> _やること_
• A. 水耕栽培装置の説明によると、栽培面を覆う半通気性被覆材は何を抑制できるか。
• B. 水耕栽培装置の説明を、最後の文の続きから書き継ぐこと。

説明

湛液型水耕栽培装置、温度調節システム、植物栽培施設、並びに方法

【課題】施設内植物栽培における気温制御を省エネルギーで行う手段の提供。
【解決手段】養液B2に対し曝気する曝気手段1を備える湛液型水耕栽培装置Bであって、曝気する空気を加熱又は冷却する温度調節手段12を備える湛液型水耕栽培装置を提供する。また、この装置Bは、害虫の侵入を抑制できる半通気性被覆材2で栽培面が被覆された構成にしてもよい。これにより、植物栽培施設の空間全体ではなく、養液B2及び植物周囲空間3に限局して温度制御を行うため、施設内植物栽培における温度制御を省エネルギーで行うことができる。

【発明の詳細な説明】
【技術分野】
【0001】
本発明は、養液に対し曝気する曝気手段を備える湛液型水耕栽培装置であって、曝気する空気を加熱又は冷却する温度調節手段を備える湛液型水耕栽培装置、曝気した空気の気泡径を調整することにより培養液・植物周囲空間の温度を調節する温度調節システム、植物栽培施設、湛液型水耕栽培方法などに関する。
【背景技術】
【0002】
季節ごとの気候の変化の影響をあまり受けずに、年間を通して植物生産に好適な環境を維持する手段として、温室など、植物栽培施設内での栽培が広く普及している。施設内で植物栽培を行うことにより、周年生産、出荷時期の調整などを行うことができる。

> _対象の項目_
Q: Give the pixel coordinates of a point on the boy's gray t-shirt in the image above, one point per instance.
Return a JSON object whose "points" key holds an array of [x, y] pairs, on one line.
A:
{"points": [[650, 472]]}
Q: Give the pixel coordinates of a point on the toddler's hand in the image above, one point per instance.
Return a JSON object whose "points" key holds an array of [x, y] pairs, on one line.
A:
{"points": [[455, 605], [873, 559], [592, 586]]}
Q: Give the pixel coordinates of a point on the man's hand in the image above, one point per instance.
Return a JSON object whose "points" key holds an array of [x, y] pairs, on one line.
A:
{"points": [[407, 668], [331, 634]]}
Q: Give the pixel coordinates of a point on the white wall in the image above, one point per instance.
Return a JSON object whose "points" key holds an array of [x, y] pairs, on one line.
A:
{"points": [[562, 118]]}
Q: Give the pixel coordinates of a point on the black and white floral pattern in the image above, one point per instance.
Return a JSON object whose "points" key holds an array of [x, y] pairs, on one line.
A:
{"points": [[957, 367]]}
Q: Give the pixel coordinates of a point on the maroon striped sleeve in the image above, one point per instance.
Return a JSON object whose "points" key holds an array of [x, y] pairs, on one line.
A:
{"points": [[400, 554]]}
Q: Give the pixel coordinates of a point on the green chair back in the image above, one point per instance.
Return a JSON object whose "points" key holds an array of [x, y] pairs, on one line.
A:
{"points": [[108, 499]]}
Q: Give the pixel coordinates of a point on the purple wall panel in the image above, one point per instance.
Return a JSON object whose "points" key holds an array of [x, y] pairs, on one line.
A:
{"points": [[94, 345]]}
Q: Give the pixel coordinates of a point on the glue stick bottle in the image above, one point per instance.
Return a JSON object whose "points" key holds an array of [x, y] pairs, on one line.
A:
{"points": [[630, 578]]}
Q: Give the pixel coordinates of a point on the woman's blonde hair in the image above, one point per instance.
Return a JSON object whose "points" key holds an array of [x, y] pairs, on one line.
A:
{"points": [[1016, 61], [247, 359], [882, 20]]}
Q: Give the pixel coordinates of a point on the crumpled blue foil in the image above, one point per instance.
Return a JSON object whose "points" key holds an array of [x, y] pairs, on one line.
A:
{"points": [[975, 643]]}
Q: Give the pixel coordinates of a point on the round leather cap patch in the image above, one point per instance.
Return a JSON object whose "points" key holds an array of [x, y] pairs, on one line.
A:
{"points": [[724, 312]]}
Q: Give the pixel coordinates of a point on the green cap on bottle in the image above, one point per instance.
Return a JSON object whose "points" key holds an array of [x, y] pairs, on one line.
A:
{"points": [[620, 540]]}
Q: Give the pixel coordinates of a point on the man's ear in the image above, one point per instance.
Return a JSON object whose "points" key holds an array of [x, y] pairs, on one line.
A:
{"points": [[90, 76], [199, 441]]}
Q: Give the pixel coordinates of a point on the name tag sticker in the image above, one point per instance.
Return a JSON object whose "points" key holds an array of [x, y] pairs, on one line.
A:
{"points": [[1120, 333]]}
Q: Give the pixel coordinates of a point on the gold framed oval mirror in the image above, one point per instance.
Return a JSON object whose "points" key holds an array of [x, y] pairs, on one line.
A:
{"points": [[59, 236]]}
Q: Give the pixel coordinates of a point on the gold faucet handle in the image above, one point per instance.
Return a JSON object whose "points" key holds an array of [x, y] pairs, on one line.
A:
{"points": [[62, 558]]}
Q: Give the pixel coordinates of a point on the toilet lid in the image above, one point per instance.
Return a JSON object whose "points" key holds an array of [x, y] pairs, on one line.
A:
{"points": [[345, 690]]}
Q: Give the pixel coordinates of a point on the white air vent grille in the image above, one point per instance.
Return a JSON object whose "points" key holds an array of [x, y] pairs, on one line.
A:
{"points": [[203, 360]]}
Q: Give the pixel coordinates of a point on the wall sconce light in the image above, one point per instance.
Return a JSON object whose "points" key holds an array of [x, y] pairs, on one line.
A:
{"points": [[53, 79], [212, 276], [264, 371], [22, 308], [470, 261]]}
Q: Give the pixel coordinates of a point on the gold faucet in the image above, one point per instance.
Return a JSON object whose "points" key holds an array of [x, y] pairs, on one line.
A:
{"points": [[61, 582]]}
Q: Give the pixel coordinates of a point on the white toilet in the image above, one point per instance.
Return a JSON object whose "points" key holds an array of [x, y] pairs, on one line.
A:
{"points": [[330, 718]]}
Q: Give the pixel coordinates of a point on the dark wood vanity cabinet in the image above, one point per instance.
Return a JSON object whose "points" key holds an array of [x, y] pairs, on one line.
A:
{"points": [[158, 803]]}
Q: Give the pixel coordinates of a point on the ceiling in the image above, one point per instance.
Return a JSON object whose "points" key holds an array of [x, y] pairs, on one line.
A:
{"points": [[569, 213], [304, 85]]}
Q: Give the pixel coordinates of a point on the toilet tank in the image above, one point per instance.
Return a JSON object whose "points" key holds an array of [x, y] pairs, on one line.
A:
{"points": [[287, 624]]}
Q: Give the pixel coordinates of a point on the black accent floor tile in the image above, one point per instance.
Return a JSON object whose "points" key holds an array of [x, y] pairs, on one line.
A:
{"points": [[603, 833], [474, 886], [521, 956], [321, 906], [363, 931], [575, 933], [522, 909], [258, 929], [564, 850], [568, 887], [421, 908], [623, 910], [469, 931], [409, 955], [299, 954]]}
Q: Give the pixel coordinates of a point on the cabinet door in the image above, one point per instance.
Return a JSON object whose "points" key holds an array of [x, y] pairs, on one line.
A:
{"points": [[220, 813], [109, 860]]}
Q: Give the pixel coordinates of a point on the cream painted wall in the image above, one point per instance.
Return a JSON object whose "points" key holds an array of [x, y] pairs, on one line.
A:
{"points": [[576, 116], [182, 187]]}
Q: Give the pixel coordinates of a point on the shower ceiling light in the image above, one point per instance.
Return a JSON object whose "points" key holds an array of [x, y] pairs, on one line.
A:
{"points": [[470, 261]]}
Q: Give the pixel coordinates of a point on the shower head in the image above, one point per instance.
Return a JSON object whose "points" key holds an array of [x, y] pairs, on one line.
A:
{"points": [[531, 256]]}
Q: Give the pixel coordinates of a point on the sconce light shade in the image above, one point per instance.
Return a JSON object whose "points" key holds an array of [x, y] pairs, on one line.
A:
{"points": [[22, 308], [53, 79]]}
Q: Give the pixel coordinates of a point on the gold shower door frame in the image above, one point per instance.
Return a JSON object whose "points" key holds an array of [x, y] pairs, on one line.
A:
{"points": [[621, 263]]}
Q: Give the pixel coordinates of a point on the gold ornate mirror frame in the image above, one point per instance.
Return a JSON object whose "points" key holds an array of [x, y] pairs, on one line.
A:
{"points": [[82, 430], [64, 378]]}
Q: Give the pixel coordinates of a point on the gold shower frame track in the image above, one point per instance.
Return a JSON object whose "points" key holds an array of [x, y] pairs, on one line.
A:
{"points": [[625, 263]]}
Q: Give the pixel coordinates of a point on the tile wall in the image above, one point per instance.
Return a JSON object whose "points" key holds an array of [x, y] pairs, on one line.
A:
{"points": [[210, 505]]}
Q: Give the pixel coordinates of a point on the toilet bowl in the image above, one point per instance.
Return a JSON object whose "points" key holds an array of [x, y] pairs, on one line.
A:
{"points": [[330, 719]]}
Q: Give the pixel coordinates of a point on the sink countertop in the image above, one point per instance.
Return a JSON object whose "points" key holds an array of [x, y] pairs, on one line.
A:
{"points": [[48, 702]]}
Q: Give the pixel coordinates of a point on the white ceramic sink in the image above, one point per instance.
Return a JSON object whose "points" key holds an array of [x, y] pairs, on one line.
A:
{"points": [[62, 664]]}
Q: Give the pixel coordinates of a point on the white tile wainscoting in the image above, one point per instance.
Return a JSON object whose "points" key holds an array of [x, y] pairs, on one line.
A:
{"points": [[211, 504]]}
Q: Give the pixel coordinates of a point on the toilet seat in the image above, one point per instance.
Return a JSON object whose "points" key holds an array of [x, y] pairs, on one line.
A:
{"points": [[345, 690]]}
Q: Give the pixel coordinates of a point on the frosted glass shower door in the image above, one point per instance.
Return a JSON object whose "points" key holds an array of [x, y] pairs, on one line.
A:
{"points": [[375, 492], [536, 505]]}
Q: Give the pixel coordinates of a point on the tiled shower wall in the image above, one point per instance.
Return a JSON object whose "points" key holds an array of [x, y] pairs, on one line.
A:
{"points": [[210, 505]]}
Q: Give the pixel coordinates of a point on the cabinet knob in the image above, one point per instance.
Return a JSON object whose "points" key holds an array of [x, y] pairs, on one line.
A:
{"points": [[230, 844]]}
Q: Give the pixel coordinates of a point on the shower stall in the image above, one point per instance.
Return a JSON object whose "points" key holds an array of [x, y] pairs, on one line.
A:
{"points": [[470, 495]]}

> _順番どおりの回答_
• A. 害虫の侵入を抑制できる。

• B.
【0003】
従来、植物栽培施設における冬季の温度制御は、ボイラー・地熱などを利用して、温風・温湯などで施設内全体を温める方法が取られている。
【0004】
植物栽培施設における夏季の温度制御は、天窓・側窓の開放による自然換気、換気扇などを利用した強制換気、遮光カーテンなどによる日射遮断などの方法が採られている。近年では、細霧冷房、パット・アンド・ファン冷房などの方法なども、一部で採用されている。
【0005】
植物栽培施設における虫害防除は、施設外での植物栽培(露地栽培)と同様、農薬を用いて行われることが多い。しかし、近年、無農薬・減農薬に対する社会的な要請が高まっている。それに対し、無農薬・減農薬での虫害防除手段として、例えば、植物栽培施設の天窓・側窓に網戸を設置する方法、栽培面に通気性被覆材などを被覆して害虫の侵入を防ぐ方法などの物理的防除手段が用いられている。
【0006】
水耕栽培は、土壌・固形培地などを用いずに、生長に必要な養水分を液肥として与える栽培方法である。水耕栽培は土壌を用いないことから施設内植物栽培に適している。そのため、近年、各種植物の水耕栽培が広く行われている。
【0007】
湛液型水耕栽培法(DFT;Deep Flow Technique、以下同じ)は、水耕栽培法の一つで、植物の定植部(栽培パネルなど)の下側に養液を溜めて栽培する方法である。養液中の肥料濃度、液温の変化などが緩やかで管理しやすい一方、養液中の溶存酸素量が低くなるため、養液の曝気が必要となる。
【0008】
特許文献1には、植物栽置部の下方から空調空気を送り出すことにより、プラントの高さを低くして空調空間を小さくした植物栽培装置が記載されている。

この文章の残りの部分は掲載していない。